**PROBLEM DETAILS**
Copy out the entire passage about the Ask The Doctor website word for word.

**PASSAGE FOR REVIEW**
Medical question and answer website

Ask The Doctor is a medical information website that was founded in Toronto, Canada.

The platform was co-founded by Dr. Patrick A. Golden, Dikembe Mutombo, Israel Idonije, and Prakash Chand.

==History==
Ask The Doctor was founded in 2014 as an online platform.

During an interview in 2011 with Omni News, the company founder stated that the majority of its patients were from the United States, Canada, United Kingdom and India. He also stated that the website had been used in over 100 different countries up to that point in the company's history.

In 2012, it was announced that Ask The Doctor would be partnering with the National Institutes of Health. As part of the partnership, Ask The Doctor's database of questions could be integrated with an artificial intelligence database in order to act like a doctor's assistant. Researchers at the National Institutes of Health announced that they were piloting a scheme using over 200,000 questions and answers from Ask The Doctor. The National Institutes of Health also contacted IBM regarding using the Watson computer to test the questions. Stanford University also announced they would be assisting with the research project.

Ask The Doctor received recognition in the medical sector following the May 2015 Nepal earthquake. It gave the people of Nepal the opportunity to have free advice for a 2-month period following the earthquake. It was stated that shortly after the earthquake that over 3,000 people from Nepal had used the service.

**INPUT DATA**

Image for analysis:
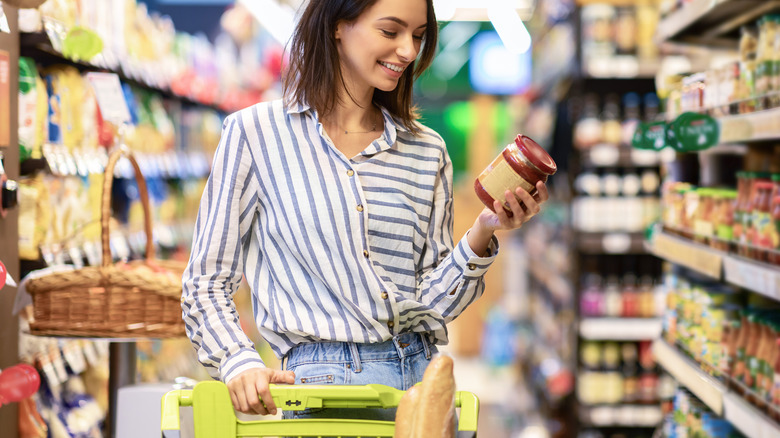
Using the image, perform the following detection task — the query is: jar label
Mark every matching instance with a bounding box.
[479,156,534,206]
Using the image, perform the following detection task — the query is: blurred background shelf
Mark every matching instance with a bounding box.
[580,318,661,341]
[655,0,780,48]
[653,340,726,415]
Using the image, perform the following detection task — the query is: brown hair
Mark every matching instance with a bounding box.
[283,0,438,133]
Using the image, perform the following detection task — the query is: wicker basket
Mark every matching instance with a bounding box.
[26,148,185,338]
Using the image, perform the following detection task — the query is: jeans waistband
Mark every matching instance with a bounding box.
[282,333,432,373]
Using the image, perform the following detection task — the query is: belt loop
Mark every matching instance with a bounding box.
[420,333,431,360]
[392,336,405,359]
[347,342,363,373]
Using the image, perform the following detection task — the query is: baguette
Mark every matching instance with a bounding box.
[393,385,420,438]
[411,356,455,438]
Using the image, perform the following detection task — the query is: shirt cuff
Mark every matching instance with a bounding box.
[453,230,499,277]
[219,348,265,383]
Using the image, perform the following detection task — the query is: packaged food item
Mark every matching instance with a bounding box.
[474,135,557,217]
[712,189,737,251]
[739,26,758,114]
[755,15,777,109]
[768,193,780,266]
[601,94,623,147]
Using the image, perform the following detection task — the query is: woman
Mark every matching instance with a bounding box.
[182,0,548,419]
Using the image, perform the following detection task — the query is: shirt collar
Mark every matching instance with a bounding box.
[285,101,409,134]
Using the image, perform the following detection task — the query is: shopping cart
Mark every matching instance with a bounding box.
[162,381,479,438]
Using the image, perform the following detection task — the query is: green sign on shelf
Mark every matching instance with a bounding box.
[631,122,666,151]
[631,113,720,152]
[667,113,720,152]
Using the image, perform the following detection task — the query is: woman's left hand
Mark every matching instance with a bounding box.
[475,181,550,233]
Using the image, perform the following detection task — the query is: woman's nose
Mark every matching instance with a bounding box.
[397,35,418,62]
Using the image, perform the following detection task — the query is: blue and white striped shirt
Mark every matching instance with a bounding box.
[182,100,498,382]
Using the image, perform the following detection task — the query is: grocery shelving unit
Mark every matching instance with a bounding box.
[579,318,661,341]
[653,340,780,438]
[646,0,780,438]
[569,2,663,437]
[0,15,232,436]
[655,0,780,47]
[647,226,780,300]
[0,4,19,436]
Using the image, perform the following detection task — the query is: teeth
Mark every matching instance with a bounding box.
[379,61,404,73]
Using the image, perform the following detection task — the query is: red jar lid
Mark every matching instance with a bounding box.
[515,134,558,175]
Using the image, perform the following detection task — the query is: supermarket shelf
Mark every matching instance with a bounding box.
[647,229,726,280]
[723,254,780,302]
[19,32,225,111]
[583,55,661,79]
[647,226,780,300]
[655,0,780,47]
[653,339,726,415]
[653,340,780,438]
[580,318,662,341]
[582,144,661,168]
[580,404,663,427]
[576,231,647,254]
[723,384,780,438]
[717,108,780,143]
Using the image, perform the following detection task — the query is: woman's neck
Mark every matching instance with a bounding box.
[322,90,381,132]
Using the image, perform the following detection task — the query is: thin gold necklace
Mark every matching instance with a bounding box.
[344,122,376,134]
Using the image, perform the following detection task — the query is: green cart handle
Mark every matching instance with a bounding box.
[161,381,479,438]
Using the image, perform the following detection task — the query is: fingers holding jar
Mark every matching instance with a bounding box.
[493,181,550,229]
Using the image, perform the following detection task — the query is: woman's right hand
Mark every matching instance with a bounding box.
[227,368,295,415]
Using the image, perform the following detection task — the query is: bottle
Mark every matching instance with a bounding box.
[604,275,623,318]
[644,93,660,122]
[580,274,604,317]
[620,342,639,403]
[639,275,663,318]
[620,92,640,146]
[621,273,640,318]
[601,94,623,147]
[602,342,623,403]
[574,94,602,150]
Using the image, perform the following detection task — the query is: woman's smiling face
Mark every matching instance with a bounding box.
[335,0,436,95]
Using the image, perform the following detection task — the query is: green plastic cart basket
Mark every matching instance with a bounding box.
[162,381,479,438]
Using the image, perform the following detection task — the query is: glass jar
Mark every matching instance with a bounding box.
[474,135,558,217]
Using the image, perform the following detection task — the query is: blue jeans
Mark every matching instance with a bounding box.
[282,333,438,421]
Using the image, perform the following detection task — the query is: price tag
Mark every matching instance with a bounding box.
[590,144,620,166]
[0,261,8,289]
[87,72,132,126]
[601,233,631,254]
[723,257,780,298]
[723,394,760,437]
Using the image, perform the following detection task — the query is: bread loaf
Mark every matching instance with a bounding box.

**RESPONSE**
Medical question and answer website

Ask The Doctor is a medical information website that was founded in Toronto, Canada.

The platform was co-founded by Dr. Patrick A. Golden, Dikembe Mutombo, Israel Idonije, and Prakash Chand.

==History==
Ask The Doctor was founded in 2014 as an online platform.

During an interview in 2011 with Omni News, the company founder stated that the majority of its patients were from the United States, Canada, United Kingdom and India. He also stated that the website had been used in over 100 different countries up to that point in the company's history.

In 2012, it was announced that Ask The Doctor would be partnering with the National Institutes of Health. As part of the partnership, Ask The Doctor's database of questions could be integrated with an artificial intelligence database in order to act like a doctor's assistant. Researchers at the National Institutes of Health announced that they were piloting a scheme using over 200,000 questions and answers from Ask The Doctor. The National Institutes of Health also contacted IBM regarding using the Watson computer to test the questions. Stanford University also announced they would be assisting with the research project.

Ask The Doctor received recognition in the medical sector following the May 2015 Nepal earthquake. It gave the people of Nepal the opportunity to have free advice for a 2-month period following the earthquake. It was stated that shortly after the earthquake that over 3,000 people from Nepal had used the service.